Please retype the records below exactly, leaving out any pictures.
_ _ _
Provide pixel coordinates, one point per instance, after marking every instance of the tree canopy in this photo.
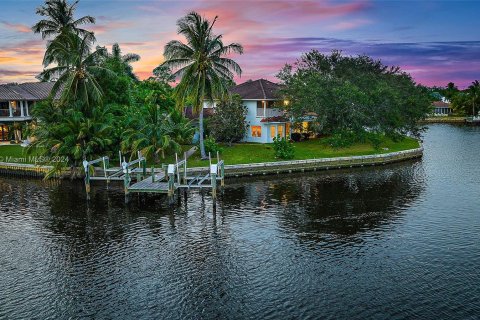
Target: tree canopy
(201, 63)
(353, 94)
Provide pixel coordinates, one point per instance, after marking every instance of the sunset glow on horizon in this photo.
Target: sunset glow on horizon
(435, 41)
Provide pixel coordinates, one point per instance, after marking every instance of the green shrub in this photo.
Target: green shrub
(284, 149)
(211, 146)
(296, 136)
(341, 139)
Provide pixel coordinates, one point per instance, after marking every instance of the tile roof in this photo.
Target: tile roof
(260, 89)
(26, 91)
(441, 104)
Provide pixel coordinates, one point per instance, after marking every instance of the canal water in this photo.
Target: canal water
(395, 242)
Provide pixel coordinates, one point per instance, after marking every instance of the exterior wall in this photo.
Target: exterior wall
(254, 121)
(17, 111)
(442, 111)
(266, 128)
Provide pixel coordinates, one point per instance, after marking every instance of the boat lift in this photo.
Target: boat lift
(166, 180)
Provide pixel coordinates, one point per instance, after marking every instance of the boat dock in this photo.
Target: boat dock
(166, 180)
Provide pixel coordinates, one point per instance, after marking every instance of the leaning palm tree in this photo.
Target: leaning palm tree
(59, 19)
(76, 70)
(121, 63)
(201, 64)
(474, 91)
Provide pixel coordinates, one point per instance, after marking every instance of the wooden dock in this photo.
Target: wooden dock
(166, 180)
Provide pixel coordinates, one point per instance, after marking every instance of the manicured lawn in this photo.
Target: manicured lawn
(15, 154)
(252, 152)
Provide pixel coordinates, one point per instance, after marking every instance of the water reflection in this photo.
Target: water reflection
(340, 202)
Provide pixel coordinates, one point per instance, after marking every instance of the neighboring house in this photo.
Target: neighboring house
(266, 117)
(17, 101)
(442, 108)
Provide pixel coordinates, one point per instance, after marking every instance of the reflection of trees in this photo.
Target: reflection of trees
(338, 202)
(118, 258)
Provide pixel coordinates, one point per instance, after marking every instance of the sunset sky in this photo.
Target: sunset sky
(436, 41)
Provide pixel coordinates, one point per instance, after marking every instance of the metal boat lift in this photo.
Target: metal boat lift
(167, 180)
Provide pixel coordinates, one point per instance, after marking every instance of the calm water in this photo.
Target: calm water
(396, 242)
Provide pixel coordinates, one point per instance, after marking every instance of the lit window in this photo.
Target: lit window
(256, 131)
(261, 108)
(273, 133)
(280, 131)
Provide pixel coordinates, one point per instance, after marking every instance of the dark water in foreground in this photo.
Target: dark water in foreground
(396, 242)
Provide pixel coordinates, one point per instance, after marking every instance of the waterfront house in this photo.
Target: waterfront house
(266, 116)
(17, 101)
(442, 108)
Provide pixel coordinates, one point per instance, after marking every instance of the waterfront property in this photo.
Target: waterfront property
(442, 108)
(265, 116)
(17, 101)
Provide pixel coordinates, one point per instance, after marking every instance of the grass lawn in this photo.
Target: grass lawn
(242, 153)
(15, 153)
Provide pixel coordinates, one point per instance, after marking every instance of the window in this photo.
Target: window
(3, 132)
(273, 133)
(261, 109)
(280, 131)
(256, 131)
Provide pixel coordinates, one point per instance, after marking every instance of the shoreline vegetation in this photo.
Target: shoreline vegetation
(240, 153)
(98, 105)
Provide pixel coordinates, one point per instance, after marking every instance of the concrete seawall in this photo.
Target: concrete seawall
(315, 164)
(252, 169)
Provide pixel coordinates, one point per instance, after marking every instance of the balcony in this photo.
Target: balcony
(12, 111)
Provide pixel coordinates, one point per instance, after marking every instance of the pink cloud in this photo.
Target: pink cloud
(17, 27)
(351, 24)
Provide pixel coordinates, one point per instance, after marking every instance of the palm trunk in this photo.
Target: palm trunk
(200, 129)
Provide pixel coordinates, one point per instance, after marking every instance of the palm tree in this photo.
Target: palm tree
(201, 64)
(474, 91)
(155, 131)
(59, 19)
(75, 71)
(121, 63)
(70, 136)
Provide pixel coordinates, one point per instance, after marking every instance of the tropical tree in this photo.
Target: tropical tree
(202, 65)
(474, 93)
(355, 97)
(69, 135)
(228, 123)
(163, 74)
(117, 90)
(76, 70)
(156, 132)
(59, 19)
(121, 63)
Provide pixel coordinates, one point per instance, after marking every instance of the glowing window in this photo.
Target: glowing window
(280, 130)
(273, 132)
(256, 131)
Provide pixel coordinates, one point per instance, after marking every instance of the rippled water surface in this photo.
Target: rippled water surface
(395, 242)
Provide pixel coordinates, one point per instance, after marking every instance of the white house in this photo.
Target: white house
(265, 117)
(16, 102)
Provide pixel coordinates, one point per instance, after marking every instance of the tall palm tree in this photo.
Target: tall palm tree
(201, 64)
(59, 19)
(474, 91)
(121, 63)
(75, 71)
(155, 132)
(70, 136)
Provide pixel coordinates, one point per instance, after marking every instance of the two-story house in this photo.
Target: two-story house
(17, 101)
(265, 115)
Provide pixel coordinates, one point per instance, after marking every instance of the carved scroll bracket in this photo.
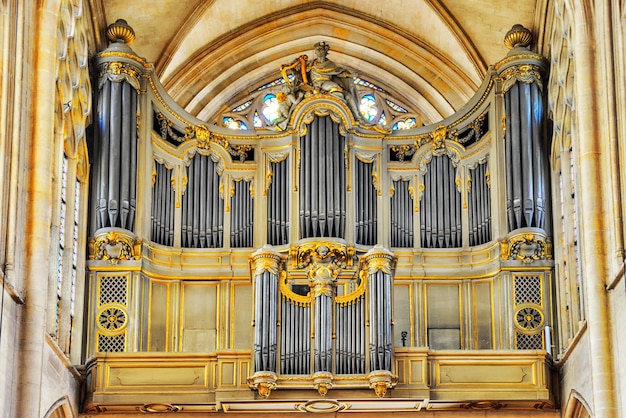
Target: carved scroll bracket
(114, 245)
(526, 247)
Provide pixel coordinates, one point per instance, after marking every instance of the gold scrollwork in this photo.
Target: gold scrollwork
(263, 382)
(438, 137)
(266, 259)
(527, 248)
(305, 254)
(525, 73)
(114, 247)
(112, 319)
(381, 381)
(403, 151)
(378, 259)
(118, 71)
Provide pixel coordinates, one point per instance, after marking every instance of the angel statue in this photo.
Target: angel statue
(304, 78)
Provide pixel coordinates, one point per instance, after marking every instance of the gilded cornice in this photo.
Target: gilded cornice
(114, 246)
(526, 247)
(378, 259)
(266, 259)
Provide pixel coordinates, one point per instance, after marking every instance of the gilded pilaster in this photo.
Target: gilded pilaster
(590, 142)
(37, 134)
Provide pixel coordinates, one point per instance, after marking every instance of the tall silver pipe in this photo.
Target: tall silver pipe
(528, 195)
(539, 152)
(202, 235)
(516, 150)
(114, 153)
(195, 182)
(103, 161)
(133, 162)
(127, 114)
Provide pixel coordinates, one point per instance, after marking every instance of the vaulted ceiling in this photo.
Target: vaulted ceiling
(433, 54)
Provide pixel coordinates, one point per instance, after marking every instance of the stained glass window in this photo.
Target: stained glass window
(233, 123)
(270, 110)
(368, 107)
(243, 106)
(405, 124)
(361, 82)
(256, 120)
(395, 106)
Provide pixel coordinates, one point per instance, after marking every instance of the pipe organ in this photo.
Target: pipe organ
(330, 255)
(203, 205)
(322, 180)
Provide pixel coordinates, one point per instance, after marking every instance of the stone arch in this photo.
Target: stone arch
(60, 409)
(576, 406)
_ _ _
ANSWER FOR THE TASK:
Provide pixel coordinates, one point per instance, after marking every instance of the tree canopy in this photo.
Target: tree canopy
(201, 63)
(353, 94)
Provide pixel coordinates, one point per instance, after marking every instance of the sunset glow on horizon in this photo.
Target: sunset glow on horizon
(435, 41)
Provide pixel coordinates, one point per instance, after marking every instance of the green shrub in this photo.
Target: green shrub
(284, 149)
(211, 146)
(296, 136)
(341, 139)
Provide pixel coordinates, one point per instance, after marking every instance of the tile roof in this photo.
Target: tile roof
(260, 89)
(26, 91)
(441, 104)
Provide pixel coordinates, one point per instance, after marking every instance of the canal water in this photo.
Target: canal water
(395, 242)
Provide pixel coordinates, one point per instance, after marking every instance of the exterior wall in this photo.
Target: exterior wall
(254, 121)
(17, 111)
(442, 111)
(266, 128)
Provide pixel coordinates, one point per instance, after marking every instance of the boat lift in this photo.
Target: boat lift
(166, 180)
Provide pixel coordinates, one point per instance, after marking every instance of the boat dock in this photo.
Target: boat dock
(166, 180)
Provide pixel coordinates, one point per instance, after marking every instance of the leaning palm tree in this photo.
Target: leaning palm tree
(59, 19)
(76, 70)
(121, 63)
(201, 64)
(474, 91)
Provide pixel coordinates, one point per instance, after marking every instance of the wooden dock in this photo.
Target: wooden dock
(166, 180)
Provide pixel coordinates, one point per instance, after marking every instance of the manicured lawn in this photo.
Target: manicured lawn
(15, 154)
(252, 152)
Provide pixel coordinates, one point per instance, after marking every instance of the water reflection in this photo.
Target: water reflection
(340, 202)
Provide pixel coordinates, one point per instance, after marking every instance of the neighboring house in this photo.
Target: neighboring house
(266, 117)
(17, 101)
(442, 108)
Provide pixel coordinates, one point per instance, after marking every instance of the reflection of trees in this photo.
Target: reflection of trees
(338, 202)
(118, 258)
Provide pixel coordinates, one point per instance, after marking every instance of the sunset sky in this photo.
Target: sunset sky
(436, 41)
Provide pixel coordinates, one point per instance, after marking every instance of the metal boat lift in this photo.
Target: metal boat lift
(167, 180)
Provide pixel coordinates, one point per instance, after marking every instance of the calm water in this photo.
Target: calm water
(396, 242)
Provide pixel coordinates, one point per instance, after marking every instance of the lit window in this photo.
Target: lit window
(256, 131)
(261, 108)
(273, 133)
(280, 131)
Provide pixel coordinates, one point per instance, after marking every instance of the dark water in foreground in this photo.
Target: dark water in foreground
(396, 242)
Provide pixel coordinates, one point per instance, after marking every instance of the waterfront house in this photo.
Target: waterfront house
(266, 116)
(17, 101)
(442, 108)
Provide pixel coordinates, one point per instance, after marking every instance of the waterfront property in this photo.
Target: waterfront property
(442, 108)
(265, 116)
(17, 101)
Provide pixel coordinates, one point per instance, after marking every instance of the grass lawn in this photo.
Target: grass lawn
(242, 153)
(15, 153)
Provide pixel coordinates, one point per instance, after marking every instance of the window in this photo.
Target: window
(3, 132)
(273, 133)
(261, 109)
(280, 131)
(256, 131)
Provide pixel coordinates, one point per instance, after marking every instance of the shoreline vegetation in this photo.
Target: shoreline vegetation
(240, 153)
(98, 105)
Provide pixel coordinates, one point per instance, after marking every instance of the concrete seawall in this photo.
Target: concrete seawall
(315, 164)
(252, 169)
Provide pixel coordinates, one point per instance, after marking every instance of the balcony in this photo.
Target: balcony
(12, 111)
Provide pixel coordinates, one point per instance, after marking every instance of the pink cloud in this photo.
Target: pink cloud
(17, 27)
(351, 24)
Provide pixel coordinates, one point per instance, after marking every instance of the palm trunk in this photo.
Target: palm trunk
(200, 129)
Provide pixel coordinates, one point per instance, after marking every instance of the palm tree in this photo.
Target: palm tree
(201, 64)
(474, 91)
(155, 131)
(59, 19)
(75, 71)
(121, 63)
(70, 136)
Provide pixel coordinates, one point per instance, after marking every instance of the tropical tree in this photo.
Target: tropical tree
(202, 65)
(474, 93)
(355, 97)
(69, 135)
(228, 123)
(163, 74)
(117, 90)
(76, 70)
(156, 132)
(59, 19)
(121, 63)
Provide pixel coordinates, one point per instance, after marking every instance of the glowing window in this photo.
Target: glowing window
(280, 130)
(273, 132)
(256, 131)
Provide pixel coordinates, one point per instance, after marking every instance of the rippled water surface in this photo.
Target: rippled water surface
(395, 242)
Provide pixel coordinates, one point per instance, after marking every instance of the white house in this photo.
Target: white house
(265, 117)
(16, 102)
Provide pixel coordinates, one point per instance, after marking every instance of the tall palm tree in this photo.
Target: tall palm tree
(201, 64)
(59, 19)
(474, 91)
(121, 63)
(75, 71)
(155, 132)
(70, 136)
Provide pixel coordinates, one point per instance, after marking every instance of the two-story house in this photo.
Target: two-story house
(17, 101)
(265, 115)
Provide pixel coordinates, one point per instance, after marking every instance of the carved scroll bracket in this photo.
Target: carved scroll bracket
(114, 245)
(526, 247)
Provide pixel coordinates, one point per instance, after marking every instance of the gold scrollwork in this photo.
Target: gold scrollwork
(263, 382)
(438, 137)
(266, 259)
(527, 248)
(305, 254)
(525, 73)
(114, 247)
(112, 319)
(381, 381)
(403, 151)
(378, 259)
(118, 71)
Provide pixel coordinates, one point per instance, after marking every instance of the angel statue in this photo.
Target: angel statue
(304, 78)
Provide pixel coordinates, one point per instance, after marking every instance of the gilded cornice in this photo.
Target: gilded cornice
(114, 246)
(526, 247)
(378, 259)
(266, 259)
Provide pixel coordinates, one point per instance, after marking every instance of the gilded pilaster in this photo.
Target: gilded pilaster
(590, 142)
(37, 134)
Provide pixel coordinates, one point per instance, after marking every instance of the tall silver pipe in this photo.
Target: tall silver pipe
(528, 195)
(539, 152)
(202, 235)
(516, 150)
(114, 153)
(195, 182)
(103, 161)
(133, 162)
(127, 114)
Provide pixel coordinates, one point per instance, after marking every instance of the vaulted ceiling in this photo.
Target: vaulted ceiling
(433, 54)
Provide pixel coordinates, one point per instance, after marking every instance of the stained glass window in this photo.
Target: stained glass window
(233, 123)
(270, 110)
(368, 107)
(243, 106)
(405, 124)
(361, 82)
(256, 120)
(395, 106)
Provide pixel coordinates, one point per instance, after marking every instance of the pipe organ in this photo.
Target: pipe organ
(330, 255)
(203, 205)
(322, 180)
Provide pixel coordinates, one point per instance, after marking every instance of the stone arch in this photo.
Target: stone arch
(60, 409)
(576, 406)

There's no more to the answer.